▸ TO-DO LIST
a) Reproduce the part of the Helper Program strategy document that opens with the words containing "2. Be able to" and closes with "on our own.".
b) List the levels of goals that the Helper Program strategy document says team members' goals can range across.
c) According to the Helper Program strategy document, how many goals does each team member generate in the first phase of goal mapping?
-- start SUPPLIED PASSAGE --
Summary

With the transition of the Helper Program into phase 3 and the onboarding of teams for each of our primary roles, Community Helpers, Newcomer Helpers, and Event Helpers, we have decided to update our mid-term strategic approaches. This will be conducted through a collaborative effort with each respective team, and will progress through several steps:

  1. Goal Mapping
  2. Future State (Gap) Analysis
  3. Bullseye User Canvas
  4. User Profile Canvas
  5. User Attribute Grid
  6. Touchpoint Mapping
  7. Journey Mapping
  8. 4-Corners Canvas
  9. Metrics Audit

Goal Mapping

Deadline: extended to Wednesday, October 23rd, 2024

Participating Team Members:

Summary

Goal mapping is a three phase process. First each team member generates a list of 3 to 5 goals that represent successful outcomes for the Community Helper team. These goals can range from project level, server level, team level, or personal level goals. Techniques like 5-whys and Ishikawa diagrams to analyze perceived challenges, and then formulating goals to achieve that may overcome those challenges, can be used to help generate goal lists. These goal lists are then brought together, and the team collaborates to categorize them into a set of 5 or fewer similar themes that are shared between them. When this is finished, the team collaboratively determines the ordering of those categories according to their priority in achieving success.

Team Member Goal Lists

@samuelvenable

  1. Be able to discern better when (and how often/much) to discuss with other staff how to deal with situations before taking direct action. If we overdo this it could defeat the purpose of why we are staff members who moderate because we need to make decisions or take action on our own sometimes, which leads to my next bullet point.
  2. Be able to discern better when and how often/much to take action on our own without consulting other staff members, we don't want to bother each other by being too excessive but also need make sure we don't overdo this either otherwise we might make decisions other staff members might not approve of.
  3. Discern better when to warn someone or a group of individuals of one or more ban, kick, timeout, or channel slow mode without getting a second opinion on it first. Understand the rules of the server good enough to know where to draw the line with certain things to make this call on our own.
  4. Understand better where to be more gracious with people and give second chances.

@z0idburg

  1. Chatty users are also contributors. Why do people join the FreeBSD Discord server? It's more likely than not because they are somehow affiliated or want to be affiliated with something related to FreeBSD. Whether that be learning about BSD, finding other people who -also- use BSD, etc. Everyone joins for a reason, even if it's just because somebody invited them to join for fun. Therefore, it is important to note that someone joining only for the reason to SPAM is an unlikely percentage of our newcomers. We should try to find ways not just to engage our chatty members, but additionally to make the community engaging for them. If the community is not engaging, then people get bored. They stop looking at chat, they find other places to chat, and they leave.
-- end SUPPLIED PASSAGE --
-- start EXTRACTED INFORMATION --
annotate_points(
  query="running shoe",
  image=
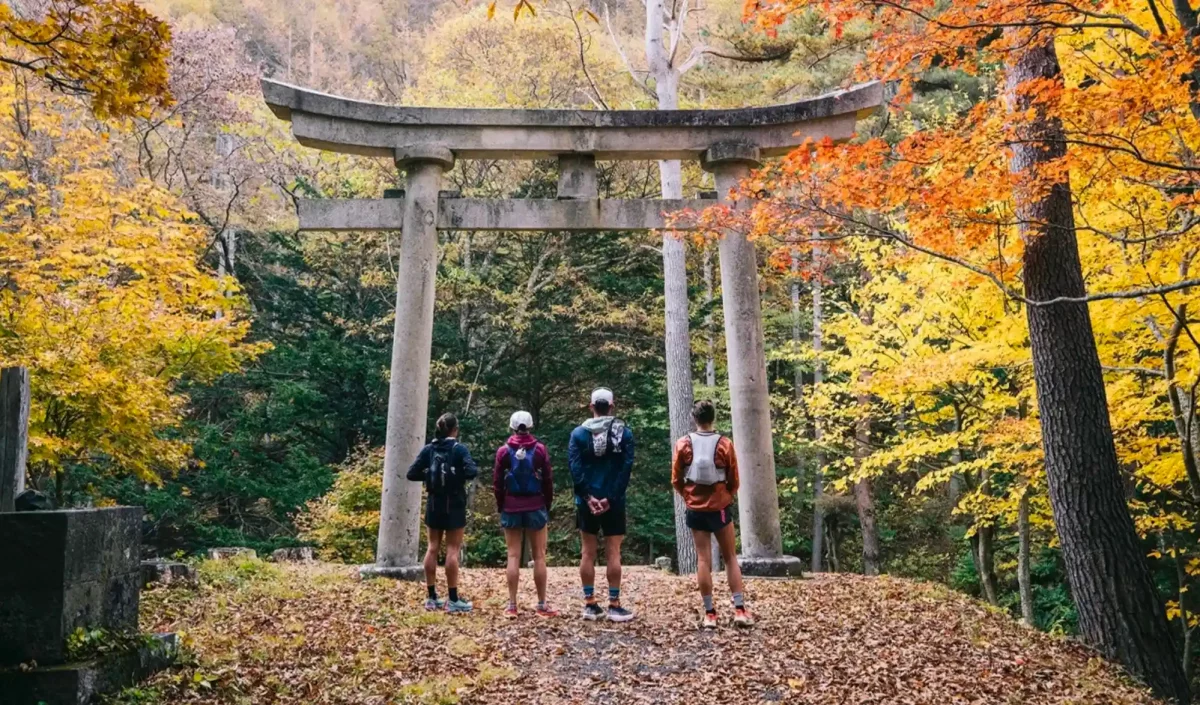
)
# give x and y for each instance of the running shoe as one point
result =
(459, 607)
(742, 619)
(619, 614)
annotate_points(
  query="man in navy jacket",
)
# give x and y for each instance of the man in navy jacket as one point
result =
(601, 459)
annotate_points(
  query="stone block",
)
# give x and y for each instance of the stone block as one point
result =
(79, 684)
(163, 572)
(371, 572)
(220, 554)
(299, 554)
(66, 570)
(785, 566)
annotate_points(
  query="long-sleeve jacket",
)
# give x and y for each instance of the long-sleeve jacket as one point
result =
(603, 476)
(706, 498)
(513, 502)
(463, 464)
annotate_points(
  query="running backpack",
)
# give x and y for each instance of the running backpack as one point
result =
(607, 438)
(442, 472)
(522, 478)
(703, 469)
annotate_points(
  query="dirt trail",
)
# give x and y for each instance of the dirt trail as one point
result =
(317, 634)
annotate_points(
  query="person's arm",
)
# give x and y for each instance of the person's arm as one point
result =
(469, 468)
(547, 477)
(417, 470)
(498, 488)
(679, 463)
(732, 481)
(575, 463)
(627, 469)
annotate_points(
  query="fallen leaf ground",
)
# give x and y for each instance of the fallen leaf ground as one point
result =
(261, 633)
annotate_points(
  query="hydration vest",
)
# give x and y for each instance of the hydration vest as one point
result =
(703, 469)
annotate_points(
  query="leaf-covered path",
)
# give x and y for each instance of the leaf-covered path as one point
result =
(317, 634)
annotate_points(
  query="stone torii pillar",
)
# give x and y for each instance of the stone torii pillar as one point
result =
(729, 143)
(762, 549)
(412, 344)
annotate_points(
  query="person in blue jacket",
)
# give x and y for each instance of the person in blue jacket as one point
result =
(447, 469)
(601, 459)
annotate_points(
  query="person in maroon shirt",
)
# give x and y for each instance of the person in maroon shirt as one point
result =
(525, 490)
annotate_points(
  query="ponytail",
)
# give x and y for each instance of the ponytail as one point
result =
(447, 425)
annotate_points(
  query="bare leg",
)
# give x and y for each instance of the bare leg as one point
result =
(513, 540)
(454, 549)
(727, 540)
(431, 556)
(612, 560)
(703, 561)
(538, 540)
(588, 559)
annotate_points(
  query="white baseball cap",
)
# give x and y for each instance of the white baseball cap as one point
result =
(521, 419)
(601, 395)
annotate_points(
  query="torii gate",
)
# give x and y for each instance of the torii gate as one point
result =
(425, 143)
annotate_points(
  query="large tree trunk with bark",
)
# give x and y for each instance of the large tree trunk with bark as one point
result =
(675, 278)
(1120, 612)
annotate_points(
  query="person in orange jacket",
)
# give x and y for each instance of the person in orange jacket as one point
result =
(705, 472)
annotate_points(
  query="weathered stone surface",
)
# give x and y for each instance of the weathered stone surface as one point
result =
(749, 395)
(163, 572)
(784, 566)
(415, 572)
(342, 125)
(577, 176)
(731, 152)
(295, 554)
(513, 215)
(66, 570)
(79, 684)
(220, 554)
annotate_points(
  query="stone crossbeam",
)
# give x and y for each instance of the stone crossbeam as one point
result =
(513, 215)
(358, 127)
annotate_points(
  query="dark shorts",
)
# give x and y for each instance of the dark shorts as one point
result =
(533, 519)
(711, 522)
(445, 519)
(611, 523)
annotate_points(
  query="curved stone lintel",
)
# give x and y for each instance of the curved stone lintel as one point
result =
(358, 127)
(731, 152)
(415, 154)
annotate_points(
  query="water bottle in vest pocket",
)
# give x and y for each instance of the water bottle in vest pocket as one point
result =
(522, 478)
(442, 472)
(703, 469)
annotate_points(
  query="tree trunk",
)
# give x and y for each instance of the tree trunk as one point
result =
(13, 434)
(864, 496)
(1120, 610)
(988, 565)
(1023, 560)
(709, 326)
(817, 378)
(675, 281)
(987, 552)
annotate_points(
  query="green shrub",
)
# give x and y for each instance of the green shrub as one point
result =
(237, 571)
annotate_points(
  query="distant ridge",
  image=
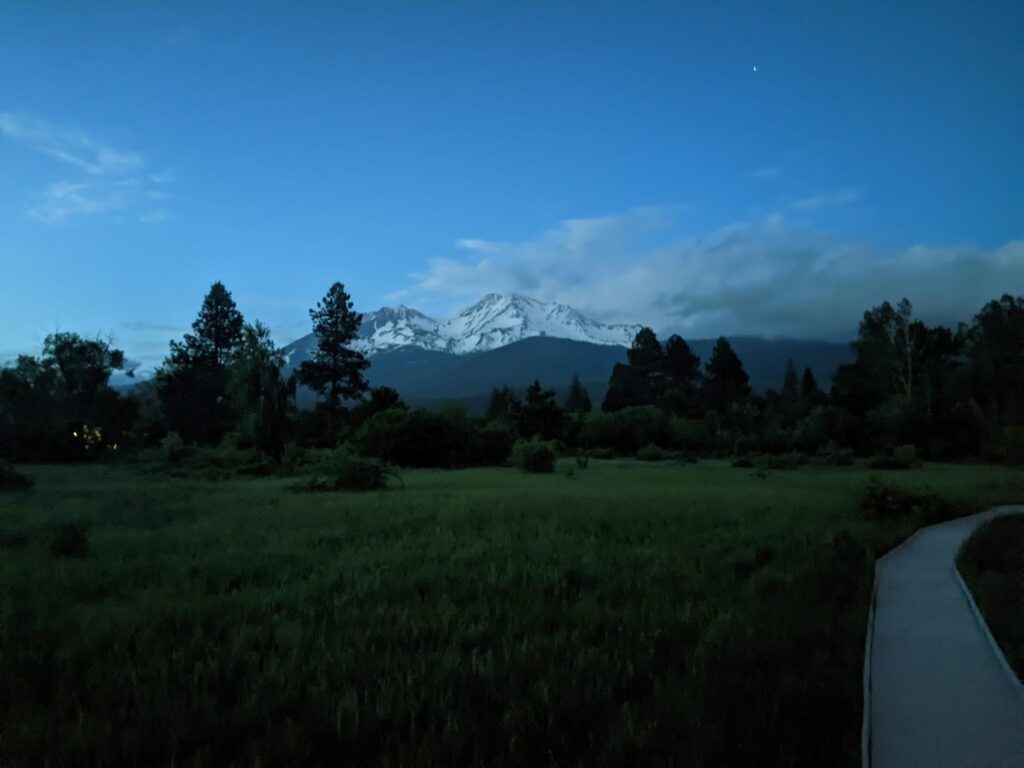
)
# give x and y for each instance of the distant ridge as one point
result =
-- end EXTRACTED INFORMATION --
▸ OUTPUTS
a)
2. Be able to discern better when and how often/much to take action on our own without consulting other staff members, we don't want to bother each other by being too excessive but also need make sure we don't overdo this either otherwise we might make decisions other staff members might not approve of.
  3. Discern better when to warn someone or a group of individuals of one or more ban, kick, timeout, or channel slow mode without getting a second opinion on it first. Understand the rules of the server good enough to know where to draw the line with certain things to make this call on our own.

b)
Project level
Server level
Team level
Personal level

c) Each team member generates 3 to 5 goals.